Work to be completed >>
Output exactly the lines spanning from the line containing "The component shall return one point per instance of the power" to the last line of the entries, inclusive.

== Records provided ==

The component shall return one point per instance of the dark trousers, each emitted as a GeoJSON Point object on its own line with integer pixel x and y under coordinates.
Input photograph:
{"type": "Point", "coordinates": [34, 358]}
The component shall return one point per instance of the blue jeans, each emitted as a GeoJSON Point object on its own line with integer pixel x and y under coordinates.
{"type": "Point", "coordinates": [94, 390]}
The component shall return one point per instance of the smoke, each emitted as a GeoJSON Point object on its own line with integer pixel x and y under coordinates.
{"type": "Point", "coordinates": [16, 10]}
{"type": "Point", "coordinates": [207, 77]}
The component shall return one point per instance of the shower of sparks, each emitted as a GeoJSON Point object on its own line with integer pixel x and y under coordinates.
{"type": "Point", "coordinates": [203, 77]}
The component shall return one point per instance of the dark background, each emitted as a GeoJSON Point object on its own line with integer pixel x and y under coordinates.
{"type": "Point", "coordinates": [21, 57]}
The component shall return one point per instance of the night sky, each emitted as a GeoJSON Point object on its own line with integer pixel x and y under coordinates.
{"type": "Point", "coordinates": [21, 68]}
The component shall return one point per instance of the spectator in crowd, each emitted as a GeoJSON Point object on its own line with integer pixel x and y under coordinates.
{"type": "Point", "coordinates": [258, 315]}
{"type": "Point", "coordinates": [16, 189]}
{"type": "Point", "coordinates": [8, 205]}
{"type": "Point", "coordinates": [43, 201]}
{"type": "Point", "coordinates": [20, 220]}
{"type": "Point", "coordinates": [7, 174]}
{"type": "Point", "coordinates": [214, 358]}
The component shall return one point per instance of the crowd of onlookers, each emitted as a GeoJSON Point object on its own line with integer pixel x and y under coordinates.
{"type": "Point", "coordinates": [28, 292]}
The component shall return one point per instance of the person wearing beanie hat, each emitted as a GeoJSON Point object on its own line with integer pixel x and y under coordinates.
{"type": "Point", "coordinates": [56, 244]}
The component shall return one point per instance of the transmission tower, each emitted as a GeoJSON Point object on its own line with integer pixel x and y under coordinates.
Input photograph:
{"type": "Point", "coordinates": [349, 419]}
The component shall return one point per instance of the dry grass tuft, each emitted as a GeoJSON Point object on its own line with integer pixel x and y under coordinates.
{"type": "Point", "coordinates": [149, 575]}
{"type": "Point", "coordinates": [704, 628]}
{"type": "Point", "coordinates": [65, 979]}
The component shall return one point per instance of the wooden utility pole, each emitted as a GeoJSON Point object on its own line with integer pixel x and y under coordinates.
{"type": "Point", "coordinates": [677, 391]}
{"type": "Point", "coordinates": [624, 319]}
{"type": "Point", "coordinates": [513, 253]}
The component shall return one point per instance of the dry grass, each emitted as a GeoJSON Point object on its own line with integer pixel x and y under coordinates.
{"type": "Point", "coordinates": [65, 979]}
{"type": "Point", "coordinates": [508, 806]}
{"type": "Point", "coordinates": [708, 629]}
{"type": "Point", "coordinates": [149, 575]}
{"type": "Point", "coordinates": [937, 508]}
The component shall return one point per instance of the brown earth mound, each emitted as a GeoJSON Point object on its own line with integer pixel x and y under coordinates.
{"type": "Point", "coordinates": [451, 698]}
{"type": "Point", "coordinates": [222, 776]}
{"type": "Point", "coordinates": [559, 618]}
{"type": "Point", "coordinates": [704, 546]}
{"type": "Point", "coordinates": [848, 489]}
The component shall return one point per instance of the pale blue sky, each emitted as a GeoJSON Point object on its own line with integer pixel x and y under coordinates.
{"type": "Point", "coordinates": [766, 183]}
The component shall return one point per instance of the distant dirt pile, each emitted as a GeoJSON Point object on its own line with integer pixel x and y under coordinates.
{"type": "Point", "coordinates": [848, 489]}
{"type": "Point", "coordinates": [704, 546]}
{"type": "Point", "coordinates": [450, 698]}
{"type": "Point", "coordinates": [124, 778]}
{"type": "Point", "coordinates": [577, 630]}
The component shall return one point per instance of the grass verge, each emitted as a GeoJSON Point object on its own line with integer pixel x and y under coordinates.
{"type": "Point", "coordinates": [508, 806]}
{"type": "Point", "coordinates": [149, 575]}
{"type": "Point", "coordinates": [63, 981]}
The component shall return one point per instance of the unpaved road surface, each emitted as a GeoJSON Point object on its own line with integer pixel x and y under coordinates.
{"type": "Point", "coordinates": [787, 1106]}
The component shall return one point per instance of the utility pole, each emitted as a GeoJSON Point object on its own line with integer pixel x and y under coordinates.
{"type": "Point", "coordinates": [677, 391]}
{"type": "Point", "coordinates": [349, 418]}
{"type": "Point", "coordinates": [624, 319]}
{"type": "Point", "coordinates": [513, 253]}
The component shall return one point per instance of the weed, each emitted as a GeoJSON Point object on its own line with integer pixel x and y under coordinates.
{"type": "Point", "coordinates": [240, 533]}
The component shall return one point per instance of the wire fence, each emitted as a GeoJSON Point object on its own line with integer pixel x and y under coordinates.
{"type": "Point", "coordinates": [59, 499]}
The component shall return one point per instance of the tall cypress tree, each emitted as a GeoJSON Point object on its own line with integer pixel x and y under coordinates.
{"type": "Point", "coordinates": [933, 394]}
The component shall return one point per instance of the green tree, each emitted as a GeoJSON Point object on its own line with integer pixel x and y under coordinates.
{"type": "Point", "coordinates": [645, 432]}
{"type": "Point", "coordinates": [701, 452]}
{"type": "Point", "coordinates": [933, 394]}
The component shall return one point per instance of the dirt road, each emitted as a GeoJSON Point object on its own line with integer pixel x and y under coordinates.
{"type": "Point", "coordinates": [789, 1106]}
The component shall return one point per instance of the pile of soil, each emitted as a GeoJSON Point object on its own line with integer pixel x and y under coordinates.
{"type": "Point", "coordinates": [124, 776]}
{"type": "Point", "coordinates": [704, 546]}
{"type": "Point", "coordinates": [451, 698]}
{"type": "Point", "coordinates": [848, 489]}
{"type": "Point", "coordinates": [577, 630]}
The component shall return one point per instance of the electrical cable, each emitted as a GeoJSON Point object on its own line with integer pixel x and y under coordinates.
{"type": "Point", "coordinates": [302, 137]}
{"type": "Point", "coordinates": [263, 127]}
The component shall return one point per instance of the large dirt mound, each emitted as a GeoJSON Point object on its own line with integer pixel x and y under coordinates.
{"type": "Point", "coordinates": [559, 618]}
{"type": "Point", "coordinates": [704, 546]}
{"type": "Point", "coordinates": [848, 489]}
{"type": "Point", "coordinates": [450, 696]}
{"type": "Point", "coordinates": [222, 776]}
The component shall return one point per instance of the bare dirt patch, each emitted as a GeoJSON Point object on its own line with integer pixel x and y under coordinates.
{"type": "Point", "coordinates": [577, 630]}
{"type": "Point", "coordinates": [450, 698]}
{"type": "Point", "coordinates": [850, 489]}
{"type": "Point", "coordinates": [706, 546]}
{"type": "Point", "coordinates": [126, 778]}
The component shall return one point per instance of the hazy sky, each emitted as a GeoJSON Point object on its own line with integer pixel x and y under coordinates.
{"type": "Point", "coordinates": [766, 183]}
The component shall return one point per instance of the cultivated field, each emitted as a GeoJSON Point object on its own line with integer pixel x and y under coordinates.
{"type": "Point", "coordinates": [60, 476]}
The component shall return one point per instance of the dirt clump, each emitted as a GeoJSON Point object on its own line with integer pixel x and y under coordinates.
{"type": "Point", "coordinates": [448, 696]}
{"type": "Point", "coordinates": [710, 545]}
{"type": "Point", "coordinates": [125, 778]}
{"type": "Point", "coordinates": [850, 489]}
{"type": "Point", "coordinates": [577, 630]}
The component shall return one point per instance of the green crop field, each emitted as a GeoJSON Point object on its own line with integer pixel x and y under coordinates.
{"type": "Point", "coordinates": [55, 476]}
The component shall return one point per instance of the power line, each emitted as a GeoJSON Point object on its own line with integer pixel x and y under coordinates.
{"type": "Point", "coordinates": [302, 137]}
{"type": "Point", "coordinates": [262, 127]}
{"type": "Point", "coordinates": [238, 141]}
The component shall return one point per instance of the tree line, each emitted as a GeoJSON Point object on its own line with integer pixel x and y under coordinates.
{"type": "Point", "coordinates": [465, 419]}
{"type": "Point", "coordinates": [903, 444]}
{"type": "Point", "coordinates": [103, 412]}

===

Completed task >>
The component shall return one point per instance of the power line, each emitted as a GeoJSON Point object on its own line with integer pixel x and y under coordinates.
{"type": "Point", "coordinates": [302, 137]}
{"type": "Point", "coordinates": [262, 127]}
{"type": "Point", "coordinates": [238, 141]}
The component shall return one point per instance of the tree line, each emitted as a GeoJSON Point object on its own line with integer pixel x and y under coordinates.
{"type": "Point", "coordinates": [465, 419]}
{"type": "Point", "coordinates": [903, 444]}
{"type": "Point", "coordinates": [103, 412]}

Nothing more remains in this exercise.